(WHAT THE EXERCISE ASKS) Output only the line that contains "target | reddish earth" and the lines after it, all verbatim, through the last one below.

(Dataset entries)
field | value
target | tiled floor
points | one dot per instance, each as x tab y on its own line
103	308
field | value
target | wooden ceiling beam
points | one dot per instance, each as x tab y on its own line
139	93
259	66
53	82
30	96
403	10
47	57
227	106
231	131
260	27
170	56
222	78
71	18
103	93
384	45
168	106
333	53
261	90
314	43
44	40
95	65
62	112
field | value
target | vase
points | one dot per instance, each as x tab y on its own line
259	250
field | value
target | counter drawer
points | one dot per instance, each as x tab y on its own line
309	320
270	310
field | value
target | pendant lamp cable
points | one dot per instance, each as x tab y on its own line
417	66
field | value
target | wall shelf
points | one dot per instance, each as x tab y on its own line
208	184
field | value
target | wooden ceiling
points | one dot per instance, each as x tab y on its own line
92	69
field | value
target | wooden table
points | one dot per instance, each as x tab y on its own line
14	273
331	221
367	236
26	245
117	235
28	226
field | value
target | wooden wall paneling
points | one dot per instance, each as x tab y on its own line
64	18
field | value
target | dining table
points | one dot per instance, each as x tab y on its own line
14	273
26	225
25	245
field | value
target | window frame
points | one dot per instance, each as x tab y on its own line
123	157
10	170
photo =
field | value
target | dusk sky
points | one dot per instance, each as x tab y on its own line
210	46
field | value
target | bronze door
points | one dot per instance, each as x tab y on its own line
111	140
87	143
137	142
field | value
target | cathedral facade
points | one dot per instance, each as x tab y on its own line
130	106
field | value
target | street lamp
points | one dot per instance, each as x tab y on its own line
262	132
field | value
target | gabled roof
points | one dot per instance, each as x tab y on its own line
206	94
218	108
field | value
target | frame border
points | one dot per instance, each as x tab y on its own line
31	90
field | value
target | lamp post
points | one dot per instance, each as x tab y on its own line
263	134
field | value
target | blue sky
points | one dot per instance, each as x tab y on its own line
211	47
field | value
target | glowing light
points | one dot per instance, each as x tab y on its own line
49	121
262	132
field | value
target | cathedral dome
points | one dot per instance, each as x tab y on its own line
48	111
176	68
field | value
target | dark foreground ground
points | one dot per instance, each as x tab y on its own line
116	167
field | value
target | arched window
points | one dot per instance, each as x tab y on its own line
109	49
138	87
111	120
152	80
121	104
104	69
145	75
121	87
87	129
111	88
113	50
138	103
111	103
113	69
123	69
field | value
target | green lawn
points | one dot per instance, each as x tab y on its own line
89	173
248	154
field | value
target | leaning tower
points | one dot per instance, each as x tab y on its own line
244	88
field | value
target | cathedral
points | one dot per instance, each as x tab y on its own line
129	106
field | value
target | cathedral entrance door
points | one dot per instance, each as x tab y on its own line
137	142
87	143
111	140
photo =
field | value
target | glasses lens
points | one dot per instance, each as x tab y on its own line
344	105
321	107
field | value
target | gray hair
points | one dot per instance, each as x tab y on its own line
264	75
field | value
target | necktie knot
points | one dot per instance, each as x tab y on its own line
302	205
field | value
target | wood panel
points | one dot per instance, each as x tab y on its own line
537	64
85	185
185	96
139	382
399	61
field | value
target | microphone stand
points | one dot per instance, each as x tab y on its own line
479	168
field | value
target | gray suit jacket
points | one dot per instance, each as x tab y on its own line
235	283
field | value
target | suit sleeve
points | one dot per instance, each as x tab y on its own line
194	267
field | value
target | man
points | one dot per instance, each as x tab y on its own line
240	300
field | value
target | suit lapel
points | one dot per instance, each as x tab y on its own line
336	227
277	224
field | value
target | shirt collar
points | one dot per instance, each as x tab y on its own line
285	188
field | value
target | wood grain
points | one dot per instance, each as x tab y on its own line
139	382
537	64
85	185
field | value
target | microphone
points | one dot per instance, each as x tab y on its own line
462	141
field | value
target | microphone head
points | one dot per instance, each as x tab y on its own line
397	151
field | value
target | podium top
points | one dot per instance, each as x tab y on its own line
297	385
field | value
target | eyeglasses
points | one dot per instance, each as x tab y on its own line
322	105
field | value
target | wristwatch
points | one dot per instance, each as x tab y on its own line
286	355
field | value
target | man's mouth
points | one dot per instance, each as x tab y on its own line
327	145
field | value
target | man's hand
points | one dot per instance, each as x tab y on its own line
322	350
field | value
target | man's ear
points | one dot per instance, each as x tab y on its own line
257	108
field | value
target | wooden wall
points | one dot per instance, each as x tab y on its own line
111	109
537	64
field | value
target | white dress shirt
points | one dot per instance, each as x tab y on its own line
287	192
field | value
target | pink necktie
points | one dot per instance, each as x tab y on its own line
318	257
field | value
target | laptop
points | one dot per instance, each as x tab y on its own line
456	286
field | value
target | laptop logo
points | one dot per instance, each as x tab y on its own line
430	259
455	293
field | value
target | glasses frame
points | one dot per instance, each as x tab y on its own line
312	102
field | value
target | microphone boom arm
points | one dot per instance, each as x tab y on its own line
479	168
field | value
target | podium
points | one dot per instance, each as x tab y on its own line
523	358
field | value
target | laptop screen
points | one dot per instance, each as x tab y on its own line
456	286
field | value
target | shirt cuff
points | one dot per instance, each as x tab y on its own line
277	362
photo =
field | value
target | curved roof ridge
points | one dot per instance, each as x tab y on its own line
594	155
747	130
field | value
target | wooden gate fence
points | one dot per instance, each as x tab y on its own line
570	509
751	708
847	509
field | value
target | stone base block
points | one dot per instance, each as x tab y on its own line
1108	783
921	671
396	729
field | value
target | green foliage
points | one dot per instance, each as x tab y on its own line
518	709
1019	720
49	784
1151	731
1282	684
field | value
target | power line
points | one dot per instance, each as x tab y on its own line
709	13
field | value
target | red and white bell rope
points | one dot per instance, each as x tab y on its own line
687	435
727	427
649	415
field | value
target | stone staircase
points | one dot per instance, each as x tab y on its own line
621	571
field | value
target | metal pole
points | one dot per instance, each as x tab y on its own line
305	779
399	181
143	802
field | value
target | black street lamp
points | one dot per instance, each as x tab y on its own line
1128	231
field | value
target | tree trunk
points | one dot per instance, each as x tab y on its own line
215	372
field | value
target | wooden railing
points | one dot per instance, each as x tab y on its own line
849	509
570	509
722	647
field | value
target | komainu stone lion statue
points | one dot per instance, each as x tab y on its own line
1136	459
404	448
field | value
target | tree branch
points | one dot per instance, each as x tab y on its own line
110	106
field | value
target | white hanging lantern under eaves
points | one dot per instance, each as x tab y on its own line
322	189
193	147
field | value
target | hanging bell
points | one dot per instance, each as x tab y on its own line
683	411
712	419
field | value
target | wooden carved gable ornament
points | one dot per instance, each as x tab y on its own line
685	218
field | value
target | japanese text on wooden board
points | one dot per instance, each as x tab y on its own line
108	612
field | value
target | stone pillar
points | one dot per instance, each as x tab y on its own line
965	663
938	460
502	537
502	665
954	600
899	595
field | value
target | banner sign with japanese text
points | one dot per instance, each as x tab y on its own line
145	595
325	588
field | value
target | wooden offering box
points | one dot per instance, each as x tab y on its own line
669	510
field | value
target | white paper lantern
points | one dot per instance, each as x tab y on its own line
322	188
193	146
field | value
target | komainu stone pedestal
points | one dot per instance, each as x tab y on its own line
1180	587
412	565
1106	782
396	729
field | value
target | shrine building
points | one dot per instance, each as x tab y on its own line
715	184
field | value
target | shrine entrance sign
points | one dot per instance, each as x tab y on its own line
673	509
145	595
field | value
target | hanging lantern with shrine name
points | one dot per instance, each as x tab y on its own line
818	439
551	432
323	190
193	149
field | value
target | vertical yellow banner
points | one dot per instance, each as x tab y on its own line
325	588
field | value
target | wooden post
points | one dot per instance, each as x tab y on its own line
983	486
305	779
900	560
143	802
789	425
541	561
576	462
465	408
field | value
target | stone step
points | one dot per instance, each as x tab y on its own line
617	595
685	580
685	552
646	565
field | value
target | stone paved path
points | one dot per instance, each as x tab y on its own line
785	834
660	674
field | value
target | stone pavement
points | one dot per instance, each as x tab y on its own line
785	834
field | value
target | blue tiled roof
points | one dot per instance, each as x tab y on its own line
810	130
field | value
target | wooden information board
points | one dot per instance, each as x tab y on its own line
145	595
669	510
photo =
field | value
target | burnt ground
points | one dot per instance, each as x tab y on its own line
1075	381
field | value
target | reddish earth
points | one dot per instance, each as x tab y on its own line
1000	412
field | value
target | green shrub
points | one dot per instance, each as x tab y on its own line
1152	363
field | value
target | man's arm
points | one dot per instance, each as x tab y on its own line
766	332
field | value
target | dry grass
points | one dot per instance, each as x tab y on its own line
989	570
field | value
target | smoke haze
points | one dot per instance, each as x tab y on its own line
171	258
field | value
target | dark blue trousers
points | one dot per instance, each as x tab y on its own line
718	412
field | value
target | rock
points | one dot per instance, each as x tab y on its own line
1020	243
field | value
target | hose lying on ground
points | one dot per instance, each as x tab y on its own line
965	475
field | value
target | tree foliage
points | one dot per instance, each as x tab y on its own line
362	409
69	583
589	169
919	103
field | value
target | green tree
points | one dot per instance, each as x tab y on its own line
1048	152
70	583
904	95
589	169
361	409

(EXPECTED ANSWER)
target | reddish earth
points | one dot per instance, each as x tab y on its own line
1000	412
field | value
target | green shrub
points | one dot per instance, each as x tab y on its own line
1152	363
field | value
target | man's arm
points | one dot per instance, each as x tab y on its own line
766	332
field | value
target | dry grass
points | one dot per instance, each as x tab y on its own line
989	570
field | value
target | smoke haze
points | one dot per instance, each as x tab y on its own line
171	258
field | value
target | dark blue trousers
points | one dot per instance, each as x tab y on its own line
718	412
field | value
target | rock
points | one dot per instance, each as x tab y on its own line
1020	243
field | value
target | hose lying on ground
points | one dot per instance, each as x tab y on its own line
965	475
field | value
target | tree foliage
points | one dot per instance, each as x tab y on its own line
362	409
69	583
589	169
919	103
field | value
target | green tree
points | one dot per instance, each as x tab y on its own line
1048	152
70	583
904	95
589	169
361	409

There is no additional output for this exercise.